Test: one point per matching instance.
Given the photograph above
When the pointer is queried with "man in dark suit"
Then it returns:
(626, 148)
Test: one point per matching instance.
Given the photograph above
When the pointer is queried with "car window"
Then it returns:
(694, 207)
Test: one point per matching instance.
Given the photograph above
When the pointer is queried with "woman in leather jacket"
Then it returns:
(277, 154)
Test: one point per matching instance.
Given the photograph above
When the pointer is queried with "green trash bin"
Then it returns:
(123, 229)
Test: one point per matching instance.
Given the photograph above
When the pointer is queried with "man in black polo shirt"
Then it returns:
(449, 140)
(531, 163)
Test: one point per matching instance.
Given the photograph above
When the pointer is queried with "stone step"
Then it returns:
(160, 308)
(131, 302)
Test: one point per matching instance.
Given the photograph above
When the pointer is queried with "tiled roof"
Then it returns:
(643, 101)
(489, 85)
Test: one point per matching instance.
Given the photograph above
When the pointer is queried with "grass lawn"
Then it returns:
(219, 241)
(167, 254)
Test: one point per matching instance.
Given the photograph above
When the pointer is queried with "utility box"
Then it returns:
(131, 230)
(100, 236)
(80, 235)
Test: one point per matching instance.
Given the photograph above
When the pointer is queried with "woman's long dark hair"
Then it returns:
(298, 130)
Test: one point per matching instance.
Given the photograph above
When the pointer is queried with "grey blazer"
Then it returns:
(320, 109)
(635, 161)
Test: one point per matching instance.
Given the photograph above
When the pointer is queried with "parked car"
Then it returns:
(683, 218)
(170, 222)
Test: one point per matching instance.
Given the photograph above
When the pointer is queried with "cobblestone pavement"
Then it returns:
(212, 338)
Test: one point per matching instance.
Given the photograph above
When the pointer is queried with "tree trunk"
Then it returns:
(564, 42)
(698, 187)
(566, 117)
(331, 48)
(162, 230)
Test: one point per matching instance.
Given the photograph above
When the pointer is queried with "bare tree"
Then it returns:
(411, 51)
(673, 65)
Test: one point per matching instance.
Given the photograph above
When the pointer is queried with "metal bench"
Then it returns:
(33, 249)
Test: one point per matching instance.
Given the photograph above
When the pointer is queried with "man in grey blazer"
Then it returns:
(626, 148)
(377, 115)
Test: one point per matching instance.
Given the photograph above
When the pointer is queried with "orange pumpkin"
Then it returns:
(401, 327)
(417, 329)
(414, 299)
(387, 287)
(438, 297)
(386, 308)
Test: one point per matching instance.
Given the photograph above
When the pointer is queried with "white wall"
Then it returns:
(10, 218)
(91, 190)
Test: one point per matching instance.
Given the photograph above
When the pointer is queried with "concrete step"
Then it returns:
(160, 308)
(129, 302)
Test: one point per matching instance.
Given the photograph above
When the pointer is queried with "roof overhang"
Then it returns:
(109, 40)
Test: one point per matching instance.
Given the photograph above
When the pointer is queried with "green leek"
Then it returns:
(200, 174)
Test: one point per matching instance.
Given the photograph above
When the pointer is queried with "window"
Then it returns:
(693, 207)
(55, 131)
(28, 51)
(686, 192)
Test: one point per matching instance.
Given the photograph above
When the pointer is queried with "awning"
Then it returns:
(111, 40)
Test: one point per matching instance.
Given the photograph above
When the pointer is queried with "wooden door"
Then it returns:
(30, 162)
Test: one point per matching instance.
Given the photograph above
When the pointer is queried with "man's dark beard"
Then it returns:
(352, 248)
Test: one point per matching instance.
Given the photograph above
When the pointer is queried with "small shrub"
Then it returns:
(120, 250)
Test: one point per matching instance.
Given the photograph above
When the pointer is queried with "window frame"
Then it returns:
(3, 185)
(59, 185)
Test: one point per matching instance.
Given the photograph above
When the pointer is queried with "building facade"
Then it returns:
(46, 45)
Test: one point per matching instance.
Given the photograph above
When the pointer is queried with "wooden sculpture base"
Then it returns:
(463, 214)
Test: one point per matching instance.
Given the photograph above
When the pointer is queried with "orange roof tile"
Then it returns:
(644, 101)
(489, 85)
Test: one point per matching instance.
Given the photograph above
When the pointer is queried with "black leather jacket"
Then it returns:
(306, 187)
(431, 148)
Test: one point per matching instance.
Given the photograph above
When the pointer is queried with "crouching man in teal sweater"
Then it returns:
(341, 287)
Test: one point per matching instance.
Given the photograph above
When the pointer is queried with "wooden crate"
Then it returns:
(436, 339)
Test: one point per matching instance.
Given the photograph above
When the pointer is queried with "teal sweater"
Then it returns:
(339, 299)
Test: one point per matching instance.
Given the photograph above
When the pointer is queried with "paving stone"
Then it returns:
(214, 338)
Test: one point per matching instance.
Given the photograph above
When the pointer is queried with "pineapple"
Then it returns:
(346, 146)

====================

* **Work to complete**
Please restate the data word for word, every record included.

* **Solution to the problem**
Test: one point per matching instance.
Given the photograph above
When the pointer is queried with "man in dark suit"
Then it returns:
(626, 148)
Test: one point per matching instance.
Given the photograph above
When the pointer is queried with "car window"
Then it returns:
(694, 207)
Test: one point per matching instance.
Given the photograph above
When the pointer is queried with "woman in leather jacket"
Then it returns:
(277, 154)
Test: one point per matching instance.
Given the photograph above
When the pointer is queried with "green trash bin"
Then it returns:
(123, 229)
Test: one point per matching instance.
Given the photograph above
When the pointer is queried with "man in black polo shirt"
Then it returns:
(449, 140)
(531, 163)
Test: one point per matching instance.
Given the photograph above
When the pointer is queried with "stone step"
Then it returns:
(160, 308)
(131, 302)
Test: one point per matching instance.
Given the photograph above
When the pointer is queried with "tiled roof"
Then it returns:
(643, 101)
(489, 85)
Test: one point per matching instance.
Given the photograph above
When the pointer is queried with "grass lawn"
Then it returns:
(219, 241)
(167, 254)
Test: one point per matching instance.
Given the photograph above
When the pointer is queried with "utility box"
Then it returns:
(131, 230)
(100, 236)
(80, 235)
Test: one point per matching instance.
Given the photograph above
When the pointer is queried with "woman's long dark hair"
Then it returns:
(298, 130)
Test: one point per matching instance.
Given the photograph above
When the pointer is queried with "grey blazer"
Then it returns:
(320, 109)
(635, 161)
Test: one point per matching instance.
Given the photograph above
When the pointer is queried with "parked car"
Then it returns:
(683, 218)
(170, 222)
Test: one point per matching instance.
Given the photograph above
When the pointer is queried with "cobblestone pavement"
Then it returns:
(212, 338)
Test: one point per matching instance.
Given the photograph above
When the pointer is queried with "tree trunk"
Then it returns:
(564, 42)
(698, 187)
(566, 117)
(331, 48)
(162, 230)
Test: one point per matching instance.
Given the photograph above
When the pointer is queried with "bare tree"
Then it returns:
(411, 51)
(673, 65)
Test: one point per matching instance.
Given the photograph above
When the pointer is queried with "metal bench"
Then it returns:
(33, 249)
Test: one point per matching instance.
Given the photograph above
When the pointer is queried with "man in grey blazer"
Then it returns:
(626, 148)
(377, 115)
Test: one point per matching instance.
Given the photograph above
When the pointer is queried with "orange pumpkin"
Then it returns:
(401, 327)
(417, 329)
(414, 299)
(387, 287)
(438, 297)
(386, 308)
Test: one point per matching instance.
Given the photograph above
When the pointer is queried with "white wall"
Then it returns:
(10, 218)
(91, 190)
Test: one point per matching instance.
Given the photograph above
When the pointer is queried with "concrete step"
Then it returns:
(160, 308)
(129, 302)
Test: one point per matching instance.
Given the photograph above
When the pointer is queried with "roof overhang"
Then it returns:
(109, 40)
Test: one point per matching instance.
Given the photograph above
When the pointer is queried with "green leek"
Then it returns:
(200, 174)
Test: one point per matching instance.
Given the photograph above
When the pointer is queried with "window"
Then it returns:
(693, 207)
(55, 131)
(28, 51)
(686, 192)
Test: one point per matching instance.
Given the photograph above
When the pointer is queried with "awning"
Then it returns:
(111, 40)
Test: one point per matching instance.
Given the photograph above
When the pointer is queried with "wooden door"
Then it returns:
(30, 162)
Test: one point per matching instance.
Given the photograph above
When the pointer is queried with "man's dark beard"
Then it returns:
(352, 248)
Test: one point per matching instance.
Given the photograph above
When the pointer is queried with "small shrub"
Then it returns:
(120, 250)
Test: one point per matching instance.
Given the photograph above
When the pointer is queried with "window frame"
Then it returns:
(3, 185)
(59, 185)
Test: one point per matching instance.
Given the photograph above
When the pointer is queried with "building facade"
Then it returns:
(46, 45)
Test: one point per matching instance.
Given the photograph above
When the pointer is queried with "wooden sculpture base"
Then it returns:
(463, 214)
Test: one point per matching instance.
Given the photograph above
When the pointer is queried with "orange roof tile"
Then it returns:
(644, 101)
(489, 85)
Test: one point per matching instance.
Given the photograph above
When the pointer is queried with "black leather jacket"
Then it returns:
(306, 187)
(431, 148)
Test: one point per matching instance.
Given the photograph above
When the pointer is queried with "crouching man in teal sweater"
Then it returns:
(341, 287)
Test: one point per matching instance.
Given the photograph above
When the pointer is queried with "wooden crate"
Then it returns:
(436, 339)
Test: one point per matching instance.
Given the photograph above
When the pointer is queried with "teal sweater"
Then it returns:
(339, 299)
Test: one point per matching instance.
Given the photograph above
When the pointer is queried with "paving stone"
Then it returns:
(214, 338)
Test: one point per matching instance.
Given the photograph above
When the pointer is queried with "pineapple"
Then it returns:
(346, 146)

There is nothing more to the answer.